• GIVEN TASK:
Your task is to transcribe all of the records exactly and leave out the pictures.

Coordinate labeling data:
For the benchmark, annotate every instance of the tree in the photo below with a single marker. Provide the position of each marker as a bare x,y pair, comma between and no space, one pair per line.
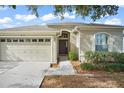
93,11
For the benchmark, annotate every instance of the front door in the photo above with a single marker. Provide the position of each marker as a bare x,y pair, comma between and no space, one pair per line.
63,47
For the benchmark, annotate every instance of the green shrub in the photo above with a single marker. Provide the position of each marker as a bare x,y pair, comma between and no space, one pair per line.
115,67
87,66
72,56
110,67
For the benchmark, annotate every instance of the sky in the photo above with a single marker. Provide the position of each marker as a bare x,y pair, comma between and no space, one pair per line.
20,16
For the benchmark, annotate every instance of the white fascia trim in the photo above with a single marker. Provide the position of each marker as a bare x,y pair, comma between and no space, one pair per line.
25,36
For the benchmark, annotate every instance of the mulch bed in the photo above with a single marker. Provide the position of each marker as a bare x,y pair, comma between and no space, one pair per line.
76,81
101,79
54,65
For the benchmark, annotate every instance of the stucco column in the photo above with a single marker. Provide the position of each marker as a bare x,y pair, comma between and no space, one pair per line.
123,41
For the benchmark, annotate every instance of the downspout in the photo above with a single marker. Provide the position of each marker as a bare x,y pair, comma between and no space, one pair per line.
123,41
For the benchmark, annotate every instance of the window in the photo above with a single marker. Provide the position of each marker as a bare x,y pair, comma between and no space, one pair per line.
2,40
41,40
47,40
101,42
9,40
15,40
34,40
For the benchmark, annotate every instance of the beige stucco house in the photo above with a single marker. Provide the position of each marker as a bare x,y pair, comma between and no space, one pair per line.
46,43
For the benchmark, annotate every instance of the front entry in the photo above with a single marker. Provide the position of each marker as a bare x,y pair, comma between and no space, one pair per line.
63,47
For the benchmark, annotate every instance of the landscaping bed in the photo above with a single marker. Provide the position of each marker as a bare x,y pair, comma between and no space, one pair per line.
99,70
78,81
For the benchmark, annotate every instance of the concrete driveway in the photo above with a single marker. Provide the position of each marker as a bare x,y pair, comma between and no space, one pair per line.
22,74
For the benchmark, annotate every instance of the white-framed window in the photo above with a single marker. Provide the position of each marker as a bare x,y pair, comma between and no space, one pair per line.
47,40
101,42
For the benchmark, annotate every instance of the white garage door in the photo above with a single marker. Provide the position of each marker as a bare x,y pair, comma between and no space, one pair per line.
33,50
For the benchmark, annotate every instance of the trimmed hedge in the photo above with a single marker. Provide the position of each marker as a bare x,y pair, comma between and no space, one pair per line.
72,56
110,67
100,57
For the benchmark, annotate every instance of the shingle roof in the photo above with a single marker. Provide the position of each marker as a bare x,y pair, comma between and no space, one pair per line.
30,28
53,27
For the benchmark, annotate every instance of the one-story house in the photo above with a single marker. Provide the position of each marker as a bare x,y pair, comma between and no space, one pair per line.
45,43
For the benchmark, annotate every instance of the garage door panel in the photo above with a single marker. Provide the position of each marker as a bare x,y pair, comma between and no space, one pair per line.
26,52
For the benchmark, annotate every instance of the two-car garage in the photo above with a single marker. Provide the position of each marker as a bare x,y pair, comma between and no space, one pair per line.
26,49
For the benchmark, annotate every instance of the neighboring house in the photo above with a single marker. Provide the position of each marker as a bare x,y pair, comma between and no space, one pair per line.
47,43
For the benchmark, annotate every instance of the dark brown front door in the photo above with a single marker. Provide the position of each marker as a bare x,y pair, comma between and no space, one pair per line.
63,47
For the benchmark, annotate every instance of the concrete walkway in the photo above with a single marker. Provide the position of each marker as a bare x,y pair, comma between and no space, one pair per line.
30,74
64,69
26,74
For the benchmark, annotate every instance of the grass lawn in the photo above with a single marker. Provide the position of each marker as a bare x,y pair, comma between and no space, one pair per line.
100,79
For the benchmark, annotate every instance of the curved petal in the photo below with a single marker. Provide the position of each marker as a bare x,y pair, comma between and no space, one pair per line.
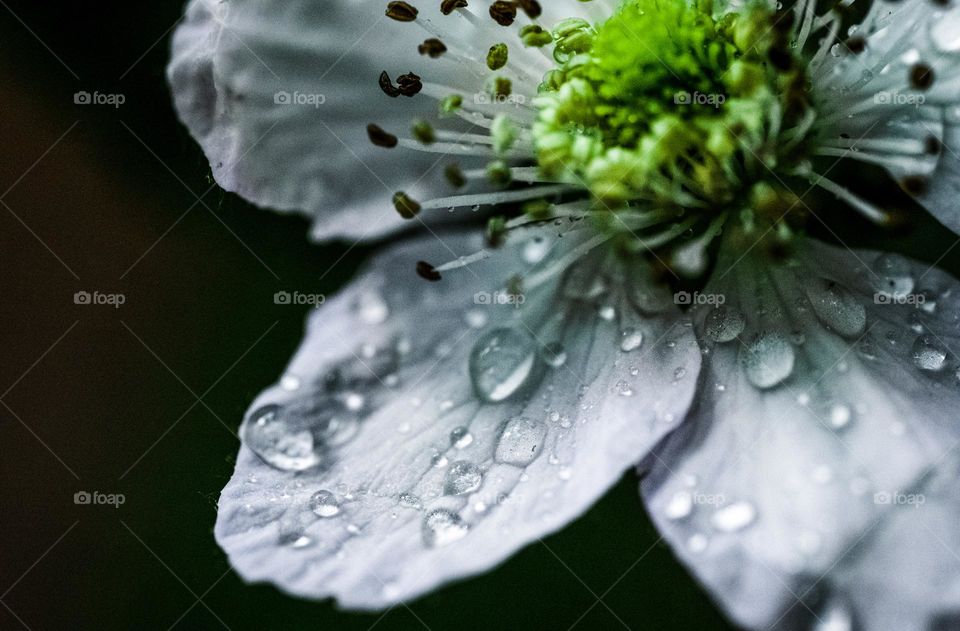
830,389
442,426
279,94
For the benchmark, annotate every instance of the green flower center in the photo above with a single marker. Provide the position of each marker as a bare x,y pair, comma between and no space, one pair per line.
667,103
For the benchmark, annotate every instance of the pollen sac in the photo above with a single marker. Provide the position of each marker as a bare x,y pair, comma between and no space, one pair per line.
401,12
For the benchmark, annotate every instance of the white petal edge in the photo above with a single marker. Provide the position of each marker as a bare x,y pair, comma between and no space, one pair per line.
775,498
601,412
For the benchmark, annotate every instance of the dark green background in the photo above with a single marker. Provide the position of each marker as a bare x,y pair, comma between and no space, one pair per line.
101,401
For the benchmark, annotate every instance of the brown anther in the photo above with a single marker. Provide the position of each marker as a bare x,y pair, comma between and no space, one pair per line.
427,272
401,11
448,6
432,47
531,7
409,84
915,185
387,85
503,13
381,138
921,77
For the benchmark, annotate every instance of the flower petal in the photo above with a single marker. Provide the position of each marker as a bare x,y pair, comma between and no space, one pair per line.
445,427
830,386
279,94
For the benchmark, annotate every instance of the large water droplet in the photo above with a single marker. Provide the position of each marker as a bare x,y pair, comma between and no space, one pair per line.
521,441
462,477
502,362
442,527
324,504
724,324
928,354
837,308
277,442
734,517
894,278
631,340
768,361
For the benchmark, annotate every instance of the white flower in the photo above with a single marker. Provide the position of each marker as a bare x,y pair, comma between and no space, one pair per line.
796,425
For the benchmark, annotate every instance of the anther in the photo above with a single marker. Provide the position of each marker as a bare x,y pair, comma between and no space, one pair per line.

• FINISHED ANSWER:
For the benchmark, annotate every instance of the tree in the photo below with a single marker. Provide the position of each marker as a bare x,y pair, comma between and no space, one pair per line.
93,11
For the benchmark, annotate every instance of the front door in the photo above with a single marker. Provide the position of each marker as a bare x,y pair, comma between and no space, one pair per line.
63,47
For the benchmark, annotate every instance of the green shrub in the photo above with a single marker. Provide the position of each marker as a bare x,y pair, comma between and no space, one pair per line.
115,67
87,66
72,56
110,67
For the benchmark, annotate every instance of the sky in the photo above with a single marker. Provide the position of each marker as a bare x,y pair, comma between and no space, one pair per line.
20,16
For the benchmark, annotate every instance of the white fascia trim in the photo above with a single marker. Provide the position of each marker as a bare x,y pair, comma between and no space, one pair per line.
25,36
For the benchmark, annotate every instance of the mulch bed in the photo above with a single marker. Provide the position of each marker as a bare x,y pair, comma between and no space, one pair per line.
76,81
101,79
54,65
For the benchmark, annotate every instance of the stucco column in the photo above with a single marker. Provide the position of each marker as a bare x,y pair, comma between and no space, one pair per line.
123,41
For the benchmark, annotate every instance of the downspout in the photo above with a single marker. Provide the position of each marker as a bare x,y pair, comma between and no space, one pair per line.
123,41
For the benchmark, annotate every instance of the window in the photo above with a single marker. Provide the position of each marker as a bare x,y pair, comma between and no space, one pair per line.
2,40
41,40
47,40
101,42
9,40
15,40
34,40
For the benchmark, annotate every instance of the beige stucco house in the photo above with a single marker. Provide the position of each marker as a bare x,y pair, comma between and no space, one pair per line.
46,43
For the benchmark, annotate every instance of the front entry in the photo above with a single marker. Provide the position of each marker as a bare x,y pair, comma between and no space, one pair per line.
63,47
For the benchmark, annotate every instance of the landscaping bed in the photo above with a single marker. Provide the position of each marker as a bare x,y pair, comma between and no space, one pair per line.
99,70
78,81
For the benchmark, annotate every instance of the concrete driveway in the photo above with a single marker. Provide the position of each marker as a bare x,y pair, comma between and no space, one pair per line.
22,74
For the benchmark, annotate every instance of the white-framed window in the photo above with a single marker. Provide the position of each marker as a bare x,y pair, comma between and no space, one pair per line.
47,40
101,42
For the benchmark, annotate every instance of the white garage door in the photo above with a single marker. Provide the position of each marker as a bare x,y pair, comma between and no space, one pair per line.
33,50
For the benchmark, annotate every instance of the trimmed hedge in the photo above with a single marker. Provide the position of each marker as a bare x,y pair, comma between and no space, one pair per line.
72,56
110,67
100,57
For the benchmark, annotate every instance of the shingle roof in the photo above with a single marker. Provide the position of each marker as a bare x,y pair, comma between and no space, one pair per line.
30,28
53,27
For the benchmark, annotate every instance of the one-story house in the photo above with a single marker. Provide the position of each marker as a bare x,y pair, comma between and no space, one pair per line.
45,43
For the benchmark, annotate every instance of the garage door panel in the photo above with a single marker. Provide the position of each marker as a bare x,y pair, comma between and no space, one pair per line.
26,52
For the benchmark, annotate every instance of the two-car garage in the photo above with a single marker. Provide the position of each marker as a bare x,y pair, comma between and no space, one pair per line.
26,49
For the benchmark, annotate every instance of the neighboring house in the photo above with a single marker. Provide the position of each marker as a bare x,y pair, comma between and no space, one pair per line.
47,43
For the benchmark, annotate every instance of the dark brown front door in the photo above with a single marker. Provide the position of each marker as a bare x,y pair, comma between and no space, one pair per line.
63,47
For the benchmark, annotate every instance of the concrete walkway in the photo above with a single marker. Provide the position of each marker as a bare x,y pair, comma between and no space, one pair per line.
30,74
64,69
26,74
For the benchmark, annotate every instance of the grass lawn in the photo above with a single marker. Provide the position of each marker as a bare x,y pair, comma between and no space, one pair per line.
100,79
For the benchmark, annotate every instance of the curved petal in the photo below with a single marker. Provide the position of each marker as a bare x,y pair, comma between and no space, one pair per line.
830,389
442,426
279,94
For the benchmark, annotate every instance of the green flower center in the photo above with a single marker. Provide the position of each marker as a bare x,y pair, comma between and no space, one pair per line.
667,103
For the benchmark, annotate every instance of the pollen sac in the photo above with a single marker. Provide the position of each marker as a bare x,y pair, comma between and no space, one pair per line.
401,12
For the benchmark, annotate every instance of the white petal edge in the photo above with a single marker. Provide the position of each marker as a bare x,y pair, comma between and no space, one pair per line.
775,498
601,412
For the benchmark, annotate every instance of the dark green background in the photo above with a single marker. Provide the position of each marker as a bare x,y pair, comma between and no space, one pair per line.
101,401
For the benchmark, annotate every instance of the brown anther in the photo above with a single marker. Provide the position of each marker as a bare x,y pair, comma between and no space, one pair per line.
427,272
401,11
448,6
432,47
531,7
409,84
915,185
387,85
503,13
381,138
921,77
For the benchmark, annotate every instance of the flower petal in the photo above with a single marker. Provide the position of each marker as a bare x,y pair, comma between and no space, one pair per line.
445,427
830,386
279,94
For the benchmark, annotate every instance of the large water droplet in the photo above with a single marker. Provide the position of each marker as a bare x,y pair, comma between and no space, one pair per line.
521,441
462,477
502,362
442,527
324,504
724,324
928,354
837,308
277,442
734,517
894,278
631,340
768,361
For the benchmark, annotate every instance of the white flower in the photo above with a single marker. Provide the position of each marker as a bare x,y pair, comma between and no space, one pair per line.
796,425
For the benchmark, annotate every instance of the anther in the photo above with a single marker. Provide the position of each marker as a bare x,y pair, comma between and no space, one pair per line.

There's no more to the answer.